#### Set problem:
Reproduce every one of the following entries word for word, leaving out the pictures.

═════ Material to process ═════

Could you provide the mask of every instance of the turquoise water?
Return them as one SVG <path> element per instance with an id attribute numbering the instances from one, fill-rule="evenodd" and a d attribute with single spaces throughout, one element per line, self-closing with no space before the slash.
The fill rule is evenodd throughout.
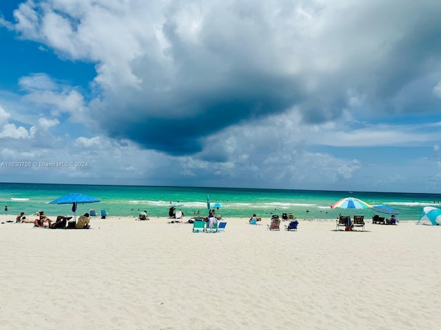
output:
<path id="1" fill-rule="evenodd" d="M 271 214 L 294 213 L 300 219 L 335 219 L 345 214 L 363 214 L 371 217 L 371 210 L 331 209 L 338 200 L 354 197 L 372 204 L 386 204 L 400 212 L 400 220 L 418 220 L 424 206 L 441 206 L 440 194 L 369 192 L 348 191 L 289 190 L 278 189 L 238 189 L 194 187 L 151 187 L 68 184 L 0 184 L 0 212 L 29 214 L 43 210 L 47 214 L 70 214 L 70 205 L 48 203 L 61 196 L 80 192 L 97 198 L 100 203 L 81 204 L 77 214 L 90 208 L 106 210 L 111 216 L 134 216 L 146 210 L 149 217 L 167 217 L 170 201 L 184 203 L 181 208 L 186 216 L 198 210 L 207 214 L 207 195 L 212 203 L 225 208 L 216 212 L 223 217 L 270 218 Z M 4 211 L 8 206 L 8 210 Z M 309 212 L 307 212 L 309 211 Z"/>

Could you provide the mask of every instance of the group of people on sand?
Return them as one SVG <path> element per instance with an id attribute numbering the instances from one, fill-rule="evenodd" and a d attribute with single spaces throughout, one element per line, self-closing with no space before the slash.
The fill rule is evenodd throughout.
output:
<path id="1" fill-rule="evenodd" d="M 19 215 L 17 216 L 15 222 L 20 223 L 34 223 L 34 227 L 57 229 L 65 228 L 66 225 L 68 224 L 68 221 L 72 218 L 72 217 L 65 217 L 63 215 L 59 215 L 57 217 L 57 219 L 55 221 L 53 221 L 46 217 L 46 215 L 44 214 L 44 211 L 41 210 L 37 212 L 37 216 L 38 217 L 35 220 L 30 220 L 25 216 L 24 212 L 21 212 Z M 80 216 L 78 218 L 76 223 L 75 224 L 75 228 L 89 229 L 90 228 L 90 225 L 89 224 L 89 213 L 85 213 L 84 214 Z"/>
<path id="2" fill-rule="evenodd" d="M 249 221 L 248 222 L 249 222 L 250 225 L 257 225 L 257 221 L 261 221 L 262 218 L 258 218 L 256 214 L 253 214 L 253 216 L 249 218 Z"/>

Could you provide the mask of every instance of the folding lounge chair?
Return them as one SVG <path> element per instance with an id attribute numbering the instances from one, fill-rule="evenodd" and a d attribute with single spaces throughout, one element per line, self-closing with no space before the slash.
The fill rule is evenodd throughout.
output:
<path id="1" fill-rule="evenodd" d="M 203 220 L 196 220 L 193 223 L 193 232 L 199 232 L 205 231 L 205 221 Z"/>
<path id="2" fill-rule="evenodd" d="M 220 222 L 218 226 L 218 232 L 223 232 L 225 230 L 226 226 L 227 226 L 226 222 Z"/>
<path id="3" fill-rule="evenodd" d="M 294 221 L 291 221 L 288 226 L 285 226 L 285 230 L 292 230 L 294 232 L 297 231 L 297 226 L 298 225 L 298 221 L 297 220 Z"/>
<path id="4" fill-rule="evenodd" d="M 354 215 L 353 221 L 352 221 L 352 225 L 354 227 L 361 227 L 362 230 L 365 231 L 365 216 Z"/>

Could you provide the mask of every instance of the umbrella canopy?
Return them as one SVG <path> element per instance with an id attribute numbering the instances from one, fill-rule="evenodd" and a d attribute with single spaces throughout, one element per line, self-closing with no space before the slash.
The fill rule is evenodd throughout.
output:
<path id="1" fill-rule="evenodd" d="M 372 210 L 379 212 L 380 213 L 385 213 L 387 214 L 398 214 L 400 213 L 396 209 L 387 206 L 387 205 L 374 205 L 372 206 Z"/>
<path id="2" fill-rule="evenodd" d="M 432 226 L 441 225 L 441 210 L 433 206 L 426 206 L 422 209 L 418 223 L 429 222 Z"/>
<path id="3" fill-rule="evenodd" d="M 222 203 L 214 203 L 212 205 L 212 208 L 223 208 L 224 206 Z"/>
<path id="4" fill-rule="evenodd" d="M 346 197 L 340 199 L 340 201 L 334 203 L 331 206 L 331 208 L 370 208 L 369 204 L 365 201 L 358 199 L 354 197 Z"/>
<path id="5" fill-rule="evenodd" d="M 99 199 L 83 194 L 69 194 L 50 201 L 50 204 L 71 204 L 72 203 L 98 203 Z"/>
<path id="6" fill-rule="evenodd" d="M 98 203 L 99 199 L 83 194 L 69 194 L 50 201 L 50 204 L 72 204 L 74 219 L 76 221 L 76 204 L 79 203 Z"/>

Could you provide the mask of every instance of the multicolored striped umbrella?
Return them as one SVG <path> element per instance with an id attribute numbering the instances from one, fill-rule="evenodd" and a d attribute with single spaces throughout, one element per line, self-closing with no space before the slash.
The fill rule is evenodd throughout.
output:
<path id="1" fill-rule="evenodd" d="M 331 206 L 331 208 L 370 208 L 371 207 L 365 201 L 354 197 L 343 198 Z"/>

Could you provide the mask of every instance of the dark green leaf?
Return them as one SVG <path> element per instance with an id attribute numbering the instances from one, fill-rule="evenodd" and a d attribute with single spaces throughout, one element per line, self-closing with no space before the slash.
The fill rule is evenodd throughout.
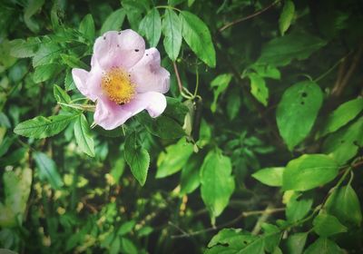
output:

═════

#### Task result:
Could you provide the mask of every instance of the turquoise water?
Return them as one SVG <path> element per instance with an id attribute numbering the instances from one, fill-rule="evenodd" and a d attribute with single spaces throughout, one element per line, self-closing with no space before the slash.
The fill rule is evenodd throughout.
output:
<path id="1" fill-rule="evenodd" d="M 271 214 L 294 213 L 300 219 L 335 219 L 345 214 L 363 214 L 371 217 L 371 210 L 331 209 L 338 200 L 354 197 L 372 204 L 386 204 L 400 212 L 400 220 L 418 220 L 424 206 L 441 206 L 440 194 L 369 192 L 348 191 L 289 190 L 278 189 L 238 189 L 194 187 L 151 187 L 68 184 L 0 184 L 0 212 L 29 214 L 43 210 L 47 214 L 70 214 L 70 205 L 48 203 L 61 196 L 80 192 L 97 198 L 100 203 L 81 204 L 77 214 L 90 208 L 106 210 L 111 216 L 134 216 L 146 210 L 149 217 L 167 217 L 170 201 L 184 203 L 181 208 L 186 216 L 198 210 L 207 214 L 207 195 L 212 203 L 225 208 L 216 212 L 223 217 L 270 218 Z M 4 211 L 8 206 L 8 210 Z M 309 212 L 307 212 L 309 211 Z"/>

Could you provide the mask of every instance of the group of people on sand?
Return them as one SVG <path> element per instance with an id attribute numbering the instances from one, fill-rule="evenodd" and a d attribute with single spaces throughout, one element per line, self-closing with no space before the slash.
The fill rule is evenodd throughout.
output:
<path id="1" fill-rule="evenodd" d="M 19 215 L 17 216 L 15 222 L 20 223 L 34 223 L 34 227 L 57 229 L 65 228 L 66 225 L 68 224 L 68 221 L 72 218 L 72 217 L 65 217 L 63 215 L 59 215 L 57 217 L 57 219 L 55 221 L 53 221 L 46 217 L 46 215 L 44 214 L 44 211 L 41 210 L 37 212 L 37 216 L 38 217 L 35 220 L 30 220 L 25 216 L 24 212 L 21 212 Z M 80 216 L 78 218 L 76 223 L 75 224 L 75 228 L 89 229 L 90 228 L 90 225 L 89 224 L 89 213 L 85 213 L 84 214 Z"/>
<path id="2" fill-rule="evenodd" d="M 249 221 L 248 222 L 249 222 L 250 225 L 257 225 L 257 221 L 261 221 L 262 218 L 258 218 L 256 214 L 253 214 L 253 216 L 249 218 Z"/>

Could you provide the mask of every instance of the folding lounge chair?
Return them as one SVG <path> element per instance with an id attribute numbering the instances from one, fill-rule="evenodd" and a d attribute with single spaces throughout, one element per line, self-closing with no space before the slash.
The fill rule is evenodd throughout.
output:
<path id="1" fill-rule="evenodd" d="M 203 220 L 196 220 L 193 223 L 193 232 L 199 232 L 205 231 L 205 221 Z"/>
<path id="2" fill-rule="evenodd" d="M 220 222 L 218 226 L 218 232 L 223 232 L 225 230 L 226 226 L 227 226 L 226 222 Z"/>
<path id="3" fill-rule="evenodd" d="M 294 221 L 291 221 L 288 226 L 285 226 L 285 230 L 292 230 L 294 232 L 297 231 L 297 226 L 298 225 L 298 221 L 297 220 Z"/>
<path id="4" fill-rule="evenodd" d="M 354 215 L 353 221 L 352 221 L 352 225 L 354 227 L 361 227 L 362 230 L 365 231 L 365 216 Z"/>

Could you provide the mask of every instance of the umbrella canopy?
Return them as one SVG <path> element per instance with an id attribute numbering the instances from one, fill-rule="evenodd" and a d attribute with single spaces throughout, one element per line, self-closing with no space before the slash.
The fill rule is evenodd throughout.
output:
<path id="1" fill-rule="evenodd" d="M 372 210 L 379 212 L 380 213 L 385 213 L 387 214 L 398 214 L 400 213 L 396 209 L 387 206 L 387 205 L 374 205 L 372 206 Z"/>
<path id="2" fill-rule="evenodd" d="M 432 226 L 441 225 L 441 210 L 433 206 L 426 206 L 422 209 L 418 223 L 429 222 Z"/>
<path id="3" fill-rule="evenodd" d="M 222 203 L 214 203 L 212 205 L 212 208 L 223 208 L 224 206 Z"/>
<path id="4" fill-rule="evenodd" d="M 346 197 L 340 199 L 340 201 L 334 203 L 331 206 L 331 208 L 370 208 L 369 204 L 365 201 L 358 199 L 354 197 Z"/>
<path id="5" fill-rule="evenodd" d="M 99 199 L 83 194 L 69 194 L 50 201 L 50 204 L 71 204 L 72 203 L 98 203 Z"/>
<path id="6" fill-rule="evenodd" d="M 98 203 L 99 199 L 83 194 L 69 194 L 50 201 L 50 204 L 72 204 L 74 219 L 76 221 L 76 204 L 79 203 Z"/>

Could you provide the mask of every instance of the multicolored striped umbrella?
Return them as one SVG <path> element per instance with an id attribute numbering the instances from one, fill-rule="evenodd" and a d attribute with single spaces throughout, one element per line, self-closing with no space before the slash.
The fill rule is evenodd throughout.
output:
<path id="1" fill-rule="evenodd" d="M 331 206 L 331 208 L 370 208 L 371 207 L 365 201 L 354 197 L 343 198 Z"/>

Could you provide the mask of every instance of the dark green leaf?
Return them as one SVG <path> element per instance with an id attribute numbering the instances from one, fill-rule="evenodd" and a d attribute with single spaces throughout, one element per line, self-closing with no space before the slash.
The fill rule is evenodd throughout.
output:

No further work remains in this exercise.